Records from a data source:
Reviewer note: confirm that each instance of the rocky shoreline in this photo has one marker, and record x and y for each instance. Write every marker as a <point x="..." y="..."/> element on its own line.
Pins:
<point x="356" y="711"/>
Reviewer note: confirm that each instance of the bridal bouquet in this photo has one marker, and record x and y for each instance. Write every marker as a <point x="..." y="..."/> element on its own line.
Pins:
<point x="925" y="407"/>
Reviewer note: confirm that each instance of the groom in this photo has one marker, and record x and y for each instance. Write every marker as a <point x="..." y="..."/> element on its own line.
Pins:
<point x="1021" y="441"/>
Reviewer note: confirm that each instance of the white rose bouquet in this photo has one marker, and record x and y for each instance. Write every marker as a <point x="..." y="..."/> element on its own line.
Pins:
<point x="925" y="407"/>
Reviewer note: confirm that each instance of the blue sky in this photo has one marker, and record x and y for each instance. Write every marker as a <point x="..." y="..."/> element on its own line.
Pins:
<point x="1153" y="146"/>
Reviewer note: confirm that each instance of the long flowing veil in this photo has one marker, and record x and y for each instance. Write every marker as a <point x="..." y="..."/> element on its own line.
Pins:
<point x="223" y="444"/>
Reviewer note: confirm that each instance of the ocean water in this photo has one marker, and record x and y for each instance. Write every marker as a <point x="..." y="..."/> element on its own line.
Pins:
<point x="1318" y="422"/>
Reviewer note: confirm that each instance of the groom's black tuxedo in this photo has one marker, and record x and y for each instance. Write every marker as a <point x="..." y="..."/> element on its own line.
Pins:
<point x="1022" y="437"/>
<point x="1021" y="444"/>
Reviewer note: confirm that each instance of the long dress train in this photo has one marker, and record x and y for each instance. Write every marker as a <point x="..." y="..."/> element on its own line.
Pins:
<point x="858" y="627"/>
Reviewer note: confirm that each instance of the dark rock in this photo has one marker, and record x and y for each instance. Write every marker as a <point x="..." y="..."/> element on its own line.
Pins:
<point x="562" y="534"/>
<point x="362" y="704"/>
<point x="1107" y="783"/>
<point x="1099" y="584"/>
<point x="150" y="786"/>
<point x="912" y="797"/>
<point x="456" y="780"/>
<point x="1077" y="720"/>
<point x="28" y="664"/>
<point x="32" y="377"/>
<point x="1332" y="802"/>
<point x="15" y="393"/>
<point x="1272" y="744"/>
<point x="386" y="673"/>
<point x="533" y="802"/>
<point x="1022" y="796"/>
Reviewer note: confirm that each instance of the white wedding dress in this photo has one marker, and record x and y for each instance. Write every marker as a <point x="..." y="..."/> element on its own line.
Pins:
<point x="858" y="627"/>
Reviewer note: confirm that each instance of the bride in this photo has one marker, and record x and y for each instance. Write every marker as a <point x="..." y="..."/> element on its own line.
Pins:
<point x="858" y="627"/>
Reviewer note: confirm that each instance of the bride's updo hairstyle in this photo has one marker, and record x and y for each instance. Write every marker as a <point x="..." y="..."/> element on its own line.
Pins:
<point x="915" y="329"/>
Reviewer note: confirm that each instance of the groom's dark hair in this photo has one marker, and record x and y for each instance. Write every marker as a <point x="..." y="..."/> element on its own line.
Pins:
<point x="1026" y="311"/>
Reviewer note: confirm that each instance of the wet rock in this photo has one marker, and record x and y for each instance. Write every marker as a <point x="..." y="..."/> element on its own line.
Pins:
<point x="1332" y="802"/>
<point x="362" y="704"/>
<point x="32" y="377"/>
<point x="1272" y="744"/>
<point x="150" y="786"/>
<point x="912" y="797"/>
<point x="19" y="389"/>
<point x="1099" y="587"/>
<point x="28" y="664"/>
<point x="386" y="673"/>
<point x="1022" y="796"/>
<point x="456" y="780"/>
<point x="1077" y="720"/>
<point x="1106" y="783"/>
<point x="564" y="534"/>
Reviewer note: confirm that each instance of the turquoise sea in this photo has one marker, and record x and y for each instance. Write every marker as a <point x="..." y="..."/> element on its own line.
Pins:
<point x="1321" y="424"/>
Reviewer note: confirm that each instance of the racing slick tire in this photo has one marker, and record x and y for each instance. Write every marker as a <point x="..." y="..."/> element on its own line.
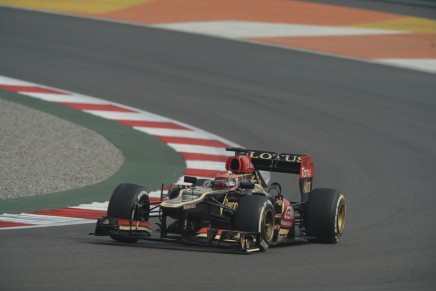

▶ _TASK DESCRIPTION_
Update the lines from the one holding "Reviewer note: confirm that each instance of the wet" through the end of the records, inclusive, changing "Pins" to "Markers" and keeping everything else the same. Leave the pictures out of your answer.

▶ _RESPONSE TO THIS TASK_
Reviewer note: confirm that each instance of the wet rock in this photo has one marker, and record x and y for each instance. Write every marker as a <point x="..." y="..."/> element on its own line.
Markers:
<point x="1332" y="802"/>
<point x="362" y="704"/>
<point x="32" y="377"/>
<point x="1272" y="744"/>
<point x="150" y="786"/>
<point x="912" y="797"/>
<point x="19" y="389"/>
<point x="1099" y="587"/>
<point x="28" y="664"/>
<point x="386" y="673"/>
<point x="1022" y="796"/>
<point x="456" y="780"/>
<point x="1077" y="720"/>
<point x="1106" y="783"/>
<point x="564" y="534"/>
Reviewer note: confirm that each instance of the turquoise sea in this photo has one marker, and record x and y for each instance. Write every marker as a <point x="..." y="..."/> element on its own line.
Markers:
<point x="1321" y="424"/>
Reviewer note: confirm that each instance of the racing slick tire in this photo has one marker, and record x and y for each instance. Write every marker as a <point x="..." y="..."/> element on its own line.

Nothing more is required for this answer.